━━ PASSAGE SHOWN
Determine the month within this combination ('fuel station type' and 'city') that had the lowest number of hourly records.


In [97]:
from pyspark.sql import SparkSession
from pyspark.sql.functions import col, year, month, min

# Initialize a Spark session
spark = SparkSession.builder.appName("LowestHourlyRecords").getOrCreate()

# Assuming 'gasoline_df' and 'fuel_station_df' are your DataFrames

# Define the specific 'fuel station type' and 'city' you want to analyze
selected_fuel_station_type = 'Stradale'
selected_city = 'AGRIGENTO'  # Replace with the actual city name

# Filter 'fuel_station_df' for the specific combination
filtered_fuel_station_df = fuel_station_info_df.filter((col('Type') == selected_fuel_station_type) & (col('City') == selected_city))

# Join 'filtered_fuel_station_df' with 'gasoline_df' on the 'Id' column
joined_df = hourly_gasoline_df.join(filtered_fuel_station_df, on='Id', how='inner')

# Extract the month from the 'Date' column
joined_df = joined_df.withColumn('YearMonth', year(col('Date')) * 100 + month(col('Date')))

# Group by 'YearMonth' and find the minimum timestamp and minimum price within each group
min_date_price_per_month = joined_df.groupBy('YearMonth').agg(
    min('Date').cast('timestamp').alias('LowestRecordTimestamp'),
    min('Price').alias('LowestPrice')
)

# Find the month with the minimum timestamp and its corresponding lowest price
lowest_timestamp_month = min_date_price_per_month.orderBy('LowestRecordTimestamp').first()

# Display the result (if a lowest timestamp month is found)
if lowest_timestamp_month:
    print(f"The date with the lowest price for '{selected_fuel_station_type}' fuel stations in '{selected_city}' is: {lowest_timestamp_month['LowestRecordTimestamp']}")
    print(f"The lowest price for that month is: {lowest_timestamp_month['LowestPrice']}")
else:
    print(f"No data found for '{selected_fuel_station_type}' fuel stations in '{selected_city}'.")


23/09/05 13:12:08 WARN SparkSession: Using an existing Spark session; only runtime SQL configurations will take effect.


The date with the lowest price for 'Stradale' fuel stations in 'AGRIGENTO' is: 2022-01-04 12:56:17
The lowest price for that month is: 1.608
━━━━
Return the part of the PySpark notebook excerpt above starting at "# Extract the" and ending at "month is found)", copied character for character.
━━ LISTED ENTRIES
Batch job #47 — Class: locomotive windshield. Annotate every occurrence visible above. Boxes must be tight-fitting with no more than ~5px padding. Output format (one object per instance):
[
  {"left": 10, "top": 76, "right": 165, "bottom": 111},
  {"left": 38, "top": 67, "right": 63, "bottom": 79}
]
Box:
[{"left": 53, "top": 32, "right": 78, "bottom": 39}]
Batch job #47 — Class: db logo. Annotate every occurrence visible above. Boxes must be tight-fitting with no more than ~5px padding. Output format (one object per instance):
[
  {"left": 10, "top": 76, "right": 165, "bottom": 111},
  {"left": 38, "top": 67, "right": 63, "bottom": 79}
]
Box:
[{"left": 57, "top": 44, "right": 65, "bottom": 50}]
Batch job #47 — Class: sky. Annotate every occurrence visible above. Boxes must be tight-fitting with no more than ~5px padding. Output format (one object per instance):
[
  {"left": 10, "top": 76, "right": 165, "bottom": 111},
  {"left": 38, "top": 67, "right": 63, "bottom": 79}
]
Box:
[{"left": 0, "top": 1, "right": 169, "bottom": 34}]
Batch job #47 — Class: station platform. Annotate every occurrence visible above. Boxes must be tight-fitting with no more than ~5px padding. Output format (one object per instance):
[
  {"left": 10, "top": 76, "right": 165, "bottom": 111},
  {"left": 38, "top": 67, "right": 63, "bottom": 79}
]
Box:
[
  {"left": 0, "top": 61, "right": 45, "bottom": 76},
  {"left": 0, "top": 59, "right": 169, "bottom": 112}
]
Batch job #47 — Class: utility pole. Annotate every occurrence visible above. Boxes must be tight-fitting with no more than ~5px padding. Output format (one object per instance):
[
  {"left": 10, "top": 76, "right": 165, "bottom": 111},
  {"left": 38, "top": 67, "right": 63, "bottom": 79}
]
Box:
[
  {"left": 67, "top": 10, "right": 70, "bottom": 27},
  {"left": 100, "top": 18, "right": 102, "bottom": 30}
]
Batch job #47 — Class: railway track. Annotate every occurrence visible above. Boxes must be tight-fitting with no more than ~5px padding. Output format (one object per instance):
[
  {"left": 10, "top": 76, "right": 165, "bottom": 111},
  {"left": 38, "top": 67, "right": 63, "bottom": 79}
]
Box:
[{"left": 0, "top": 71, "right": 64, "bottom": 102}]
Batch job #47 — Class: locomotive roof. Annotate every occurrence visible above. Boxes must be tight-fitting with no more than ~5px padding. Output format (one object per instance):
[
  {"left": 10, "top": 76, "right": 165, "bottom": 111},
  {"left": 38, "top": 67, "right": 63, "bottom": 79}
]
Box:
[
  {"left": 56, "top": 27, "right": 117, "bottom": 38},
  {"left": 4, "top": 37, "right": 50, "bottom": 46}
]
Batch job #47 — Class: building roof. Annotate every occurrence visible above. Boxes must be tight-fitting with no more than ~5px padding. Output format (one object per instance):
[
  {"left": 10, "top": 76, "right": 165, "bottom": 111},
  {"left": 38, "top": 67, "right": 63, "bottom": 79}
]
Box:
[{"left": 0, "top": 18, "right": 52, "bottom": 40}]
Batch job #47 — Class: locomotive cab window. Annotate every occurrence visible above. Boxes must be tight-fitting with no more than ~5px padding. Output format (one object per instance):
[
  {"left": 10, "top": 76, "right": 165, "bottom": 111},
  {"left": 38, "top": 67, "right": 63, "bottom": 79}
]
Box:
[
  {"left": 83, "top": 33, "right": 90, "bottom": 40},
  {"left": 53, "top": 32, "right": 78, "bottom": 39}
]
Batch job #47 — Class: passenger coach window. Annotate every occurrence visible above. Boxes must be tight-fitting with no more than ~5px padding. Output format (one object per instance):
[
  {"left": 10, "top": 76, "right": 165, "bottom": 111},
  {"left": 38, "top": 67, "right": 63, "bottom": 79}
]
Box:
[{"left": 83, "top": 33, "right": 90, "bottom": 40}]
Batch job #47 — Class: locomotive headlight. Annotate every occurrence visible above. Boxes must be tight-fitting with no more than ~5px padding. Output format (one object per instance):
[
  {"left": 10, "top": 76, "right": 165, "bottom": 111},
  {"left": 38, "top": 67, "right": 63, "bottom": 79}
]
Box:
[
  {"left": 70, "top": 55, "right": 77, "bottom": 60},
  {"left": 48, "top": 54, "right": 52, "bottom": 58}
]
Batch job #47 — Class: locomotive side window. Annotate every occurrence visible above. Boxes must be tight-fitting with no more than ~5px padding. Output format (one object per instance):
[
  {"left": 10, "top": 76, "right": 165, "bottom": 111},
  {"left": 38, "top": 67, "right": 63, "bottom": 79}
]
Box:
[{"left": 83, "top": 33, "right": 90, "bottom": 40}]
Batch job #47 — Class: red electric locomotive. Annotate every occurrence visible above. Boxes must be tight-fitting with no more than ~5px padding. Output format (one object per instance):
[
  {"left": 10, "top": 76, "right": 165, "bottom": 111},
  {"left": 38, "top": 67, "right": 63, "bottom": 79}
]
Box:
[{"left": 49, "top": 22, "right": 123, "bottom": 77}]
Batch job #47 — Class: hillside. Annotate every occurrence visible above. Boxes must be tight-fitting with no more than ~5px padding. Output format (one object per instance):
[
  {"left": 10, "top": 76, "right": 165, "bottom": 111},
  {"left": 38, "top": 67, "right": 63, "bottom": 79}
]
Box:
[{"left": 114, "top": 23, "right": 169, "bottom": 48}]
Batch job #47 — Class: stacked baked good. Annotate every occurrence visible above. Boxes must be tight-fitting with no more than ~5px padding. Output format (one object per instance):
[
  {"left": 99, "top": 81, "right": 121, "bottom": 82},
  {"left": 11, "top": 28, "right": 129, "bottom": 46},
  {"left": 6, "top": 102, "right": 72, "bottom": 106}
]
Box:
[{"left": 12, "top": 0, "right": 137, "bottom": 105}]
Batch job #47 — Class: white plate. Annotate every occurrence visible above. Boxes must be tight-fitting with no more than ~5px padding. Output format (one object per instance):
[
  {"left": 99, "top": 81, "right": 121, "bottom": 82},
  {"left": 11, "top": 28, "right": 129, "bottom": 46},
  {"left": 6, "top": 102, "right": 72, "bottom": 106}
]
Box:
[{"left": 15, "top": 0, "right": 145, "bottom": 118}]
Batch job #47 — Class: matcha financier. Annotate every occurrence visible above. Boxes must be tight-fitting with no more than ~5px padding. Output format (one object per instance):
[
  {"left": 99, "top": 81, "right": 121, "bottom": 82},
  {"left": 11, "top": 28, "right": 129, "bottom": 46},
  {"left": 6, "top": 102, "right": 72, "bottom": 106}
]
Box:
━━━━
WRITTEN RESPONSE:
# Extract the month from the 'Date' column
joined_df = joined_df.withColumn('YearMonth', year(col('Date')) * 100 + month(col('Date')))

# Group by 'YearMonth' and find the minimum timestamp and minimum price within each group
min_date_price_per_month = joined_df.groupBy('YearMonth').agg(
    min('Date').cast('timestamp').alias('LowestRecordTimestamp'),
    min('Price').alias('LowestPrice')
)

# Find the month with the minimum timestamp and its corresponding lowest price
lowest_timestamp_month = min_date_price_per_month.orderBy('LowestRecordTimestamp').first()

# Display the result (if a lowest timestamp month is found)